### PROBLEM
Pick out each line below that contains the word "flower", and copy those lines in the order they appear.

### INPUT DATA

=====

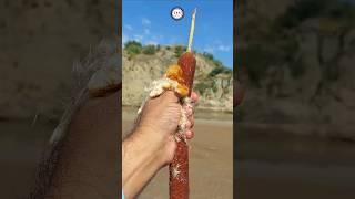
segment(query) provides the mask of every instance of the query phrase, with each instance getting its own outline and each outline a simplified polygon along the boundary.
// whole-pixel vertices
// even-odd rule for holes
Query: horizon
[[[143,45],[186,46],[191,13],[197,9],[192,49],[211,53],[233,70],[233,1],[211,0],[151,1],[123,0],[122,44],[138,41]],[[184,18],[175,21],[170,15],[173,7],[184,10]],[[165,17],[163,17],[165,15]],[[176,31],[179,30],[179,31]]]

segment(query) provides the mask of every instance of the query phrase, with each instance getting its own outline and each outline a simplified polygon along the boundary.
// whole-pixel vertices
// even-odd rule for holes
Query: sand
[[[211,113],[213,114],[213,113]],[[207,114],[204,117],[209,117]],[[124,113],[123,133],[132,128],[134,115]],[[233,197],[233,122],[196,118],[195,137],[189,143],[191,198]],[[141,193],[140,198],[169,198],[169,169],[164,168]]]

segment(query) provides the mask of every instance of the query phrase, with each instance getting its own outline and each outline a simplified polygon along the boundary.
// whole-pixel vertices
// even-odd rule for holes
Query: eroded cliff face
[[[178,63],[175,46],[160,48],[154,54],[138,54],[133,57],[123,51],[122,104],[140,106],[146,96],[145,87],[161,78],[169,65]],[[221,69],[221,70],[220,70]],[[197,108],[233,111],[232,71],[217,66],[202,54],[196,54],[194,91],[199,93]]]

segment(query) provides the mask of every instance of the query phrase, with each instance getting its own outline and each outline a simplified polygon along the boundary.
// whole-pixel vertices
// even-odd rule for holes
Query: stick
[[[179,66],[182,69],[183,78],[189,87],[189,96],[191,96],[193,77],[195,73],[196,60],[191,53],[196,9],[192,14],[191,29],[189,35],[187,52],[179,59]],[[173,161],[170,164],[170,199],[189,199],[189,146],[185,142],[178,142],[178,148]]]

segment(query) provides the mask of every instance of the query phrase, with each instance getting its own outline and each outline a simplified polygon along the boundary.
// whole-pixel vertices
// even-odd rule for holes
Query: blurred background
[[[354,198],[355,1],[235,6],[234,195]]]
[[[115,0],[0,0],[0,198],[26,197],[72,65],[115,35]]]

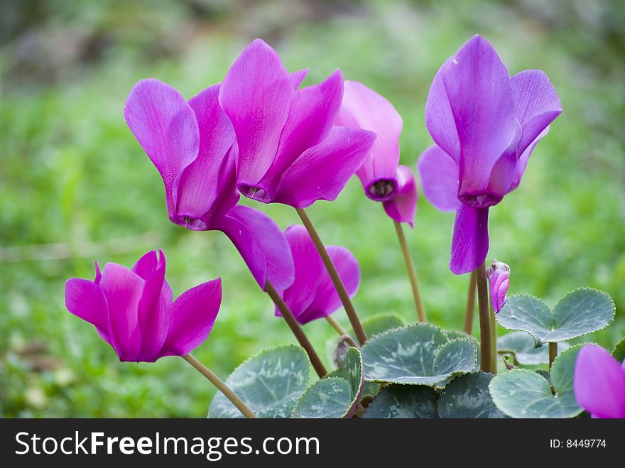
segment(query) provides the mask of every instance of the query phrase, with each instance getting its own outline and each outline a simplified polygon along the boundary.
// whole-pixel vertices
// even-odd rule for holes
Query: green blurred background
[[[537,147],[520,188],[491,210],[489,257],[512,269],[511,293],[553,305],[572,288],[608,292],[617,320],[590,337],[625,333],[625,8],[614,1],[362,0],[259,2],[0,1],[0,414],[5,417],[203,417],[212,388],[182,359],[120,364],[92,327],[64,307],[63,283],[93,262],[130,266],[161,247],[175,295],[217,276],[219,316],[195,355],[225,378],[259,349],[293,343],[268,298],[219,232],[167,220],[161,178],[126,126],[122,108],[147,77],[190,97],[220,81],[254,38],[305,84],[335,67],[386,96],[404,119],[401,162],[414,167],[431,140],[429,84],[474,33],[511,73],[540,68],[564,113]],[[288,207],[244,200],[283,228]],[[352,180],[333,203],[309,210],[327,244],[350,249],[362,317],[413,320],[391,221]],[[408,232],[429,318],[462,327],[467,277],[448,268],[452,213],[424,197]],[[348,325],[342,310],[336,312]],[[333,330],[305,327],[325,357]],[[500,332],[502,330],[500,330]],[[588,337],[587,337],[587,339]]]

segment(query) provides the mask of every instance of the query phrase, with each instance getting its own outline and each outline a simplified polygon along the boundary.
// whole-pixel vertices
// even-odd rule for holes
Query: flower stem
[[[206,377],[211,383],[215,386],[217,388],[217,390],[222,392],[227,398],[232,402],[232,404],[237,407],[237,409],[241,411],[241,413],[244,416],[252,419],[255,419],[256,418],[257,418],[254,412],[251,409],[249,409],[247,405],[243,403],[243,401],[238,396],[237,396],[234,392],[230,390],[230,388],[227,385],[224,383],[219,377],[213,374],[212,371],[211,371],[211,370],[208,369],[208,367],[200,362],[200,361],[191,356],[191,354],[184,354],[180,357],[182,357],[190,364],[191,364],[193,367],[195,367],[195,369],[200,372],[200,374]]]
[[[276,290],[268,281],[265,285],[265,291],[269,295],[269,297],[271,298],[271,300],[276,304],[276,307],[278,308],[278,310],[280,310],[280,313],[282,314],[285,321],[289,326],[289,328],[290,328],[290,331],[293,332],[294,335],[295,335],[295,338],[298,339],[300,345],[304,348],[304,350],[308,354],[308,357],[310,359],[310,364],[312,364],[312,367],[317,371],[317,375],[320,377],[325,376],[327,374],[327,371],[325,370],[325,366],[321,361],[321,359],[319,359],[319,355],[317,354],[317,352],[315,351],[315,348],[312,347],[312,344],[310,343],[306,334],[304,333],[304,330],[302,330],[302,327],[298,322],[297,319],[295,319],[295,316],[293,315],[290,309],[288,308],[288,306],[282,300],[282,298],[280,297],[278,291]]]
[[[490,304],[489,317],[491,321],[491,372],[497,374],[497,322],[495,322],[495,311],[493,305]]]
[[[415,264],[411,257],[410,251],[408,249],[408,244],[406,242],[406,236],[403,235],[403,229],[401,223],[397,221],[393,222],[395,224],[395,231],[397,232],[397,239],[399,240],[399,245],[401,247],[401,253],[403,254],[403,259],[406,261],[406,269],[408,271],[408,277],[410,279],[411,286],[413,288],[413,298],[415,300],[415,307],[417,309],[417,315],[419,317],[419,322],[427,322],[425,317],[425,309],[423,308],[423,301],[421,300],[421,295],[419,293],[419,285],[417,283],[417,273],[415,271]]]
[[[473,316],[475,314],[475,288],[477,283],[477,273],[471,272],[469,278],[469,292],[467,293],[467,312],[464,314],[464,332],[467,334],[473,333]]]
[[[340,335],[347,334],[347,332],[345,331],[345,329],[341,326],[341,324],[337,322],[336,319],[331,315],[327,315],[325,317],[325,320],[327,320],[327,322],[332,325],[332,328],[337,330],[337,332]]]
[[[319,234],[317,234],[317,231],[315,229],[315,227],[310,222],[310,219],[308,217],[306,212],[301,208],[295,208],[295,211],[298,212],[298,214],[300,215],[300,219],[302,220],[302,222],[304,223],[304,226],[306,227],[306,230],[308,231],[308,234],[312,239],[315,246],[317,247],[317,251],[318,251],[319,255],[321,256],[323,264],[325,265],[325,269],[327,270],[327,273],[330,274],[330,277],[335,285],[335,288],[336,288],[337,293],[339,294],[339,298],[340,298],[341,302],[343,303],[343,307],[345,308],[345,312],[347,313],[347,317],[349,318],[349,322],[352,323],[352,328],[356,334],[356,337],[358,339],[361,346],[364,344],[364,342],[366,341],[366,334],[364,332],[362,324],[360,323],[360,320],[356,314],[354,305],[352,305],[349,295],[347,294],[347,291],[345,290],[345,286],[343,285],[343,282],[339,276],[337,268],[332,263],[332,259],[330,258],[327,251],[325,249],[325,246],[324,246],[323,242],[321,241],[321,239],[319,237]]]
[[[551,366],[558,356],[558,343],[549,343],[549,370],[551,370]]]
[[[488,288],[486,282],[486,263],[476,270],[477,278],[477,305],[479,311],[480,368],[490,372],[492,368],[491,355],[491,319],[489,310]]]

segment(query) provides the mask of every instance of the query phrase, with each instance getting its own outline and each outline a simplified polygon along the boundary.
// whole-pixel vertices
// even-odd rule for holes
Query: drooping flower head
[[[312,239],[299,224],[287,228],[284,234],[290,246],[295,271],[293,283],[282,294],[284,302],[302,325],[330,315],[341,306],[341,300]],[[328,246],[327,253],[347,294],[354,297],[360,284],[358,261],[344,247]],[[276,315],[281,316],[277,308]]]
[[[367,197],[381,202],[386,214],[395,221],[412,226],[418,190],[412,170],[398,165],[401,116],[373,89],[355,81],[346,81],[337,124],[370,130],[377,135],[356,175]]]
[[[625,418],[625,360],[619,364],[596,344],[577,354],[573,390],[577,403],[593,418]]]
[[[107,263],[95,280],[71,278],[65,305],[93,325],[121,361],[153,362],[183,356],[208,337],[222,301],[222,281],[190,289],[173,301],[165,279],[165,256],[151,251],[132,269]]]
[[[506,305],[506,294],[510,287],[510,267],[496,259],[493,259],[486,271],[491,288],[491,301],[495,313]]]
[[[296,208],[332,200],[366,157],[374,134],[335,126],[340,71],[298,89],[307,72],[289,74],[256,39],[224,78],[219,100],[234,129],[237,186],[246,197]]]
[[[438,70],[425,125],[435,145],[419,158],[423,193],[456,210],[450,268],[477,268],[488,252],[489,208],[521,182],[528,160],[562,104],[539,70],[510,77],[492,45],[475,36]]]
[[[259,285],[293,282],[293,259],[280,228],[261,212],[237,205],[234,131],[219,107],[219,85],[187,102],[158,80],[142,80],[124,115],[163,178],[170,220],[196,231],[223,232]]]

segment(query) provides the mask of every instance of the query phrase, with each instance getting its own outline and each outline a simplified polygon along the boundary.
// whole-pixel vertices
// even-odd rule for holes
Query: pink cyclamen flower
[[[366,157],[375,134],[334,124],[340,71],[300,89],[307,72],[289,74],[256,39],[224,78],[219,104],[234,129],[237,185],[246,197],[295,208],[332,200]]]
[[[506,305],[506,295],[510,287],[510,267],[501,261],[494,259],[486,271],[491,286],[491,300],[495,313]]]
[[[528,160],[562,104],[539,70],[510,77],[492,45],[475,36],[438,70],[425,125],[435,145],[419,158],[423,193],[456,210],[450,268],[475,270],[488,252],[489,208],[521,182]]]
[[[365,195],[381,202],[391,218],[413,226],[418,192],[412,170],[398,165],[401,116],[373,89],[355,81],[346,81],[337,124],[370,130],[377,135],[356,175]]]
[[[203,283],[173,301],[165,256],[151,251],[132,269],[107,263],[95,280],[70,278],[65,305],[93,325],[121,361],[154,362],[183,356],[210,334],[222,302],[222,280]]]
[[[142,80],[124,115],[163,178],[170,220],[196,231],[219,230],[234,244],[259,285],[293,283],[293,259],[266,214],[237,205],[234,131],[219,107],[219,85],[187,102],[158,80]]]
[[[625,360],[619,364],[603,348],[585,345],[577,354],[573,390],[593,418],[625,418]]]
[[[330,315],[341,306],[341,300],[312,239],[303,226],[295,224],[284,232],[295,262],[295,279],[282,293],[282,298],[298,322],[303,325]],[[328,246],[327,253],[337,267],[349,297],[360,284],[358,261],[349,250]],[[276,308],[276,315],[281,314]]]

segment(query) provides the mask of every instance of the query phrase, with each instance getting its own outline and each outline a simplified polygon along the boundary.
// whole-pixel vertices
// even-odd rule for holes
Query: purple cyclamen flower
[[[170,220],[196,231],[219,230],[234,244],[261,288],[293,283],[293,259],[280,228],[266,214],[237,205],[234,131],[214,85],[188,102],[158,80],[138,82],[126,121],[165,184]]]
[[[382,202],[391,218],[413,226],[418,192],[412,170],[398,165],[401,116],[373,89],[355,81],[346,81],[337,124],[370,130],[377,135],[356,175],[365,195]]]
[[[501,261],[494,259],[486,271],[491,286],[491,300],[495,313],[506,305],[506,294],[510,287],[510,267]]]
[[[603,348],[585,345],[577,354],[573,390],[593,418],[625,418],[625,360],[619,364]]]
[[[492,45],[475,36],[438,70],[425,125],[435,145],[419,158],[423,193],[456,210],[450,268],[475,270],[488,252],[489,208],[518,185],[536,143],[562,112],[539,70],[510,77]]]
[[[332,200],[366,157],[374,134],[334,125],[340,71],[300,89],[307,72],[289,74],[256,39],[224,78],[219,104],[234,129],[237,185],[246,197],[295,208]]]
[[[203,283],[172,301],[165,256],[151,251],[131,270],[107,263],[94,281],[70,278],[65,305],[93,325],[121,361],[154,362],[183,356],[210,334],[222,302],[222,280]]]
[[[341,306],[341,300],[312,239],[299,224],[287,228],[284,234],[290,245],[295,269],[295,281],[282,293],[284,302],[302,325],[330,315]],[[353,297],[360,283],[358,261],[344,247],[328,246],[327,253],[347,294]],[[281,316],[277,308],[276,315]]]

=====

### FINISHED EXERCISE
Query: flower stem
Query: drooping flower head
Query: pink cyclamen flower
Query: purple cyclamen flower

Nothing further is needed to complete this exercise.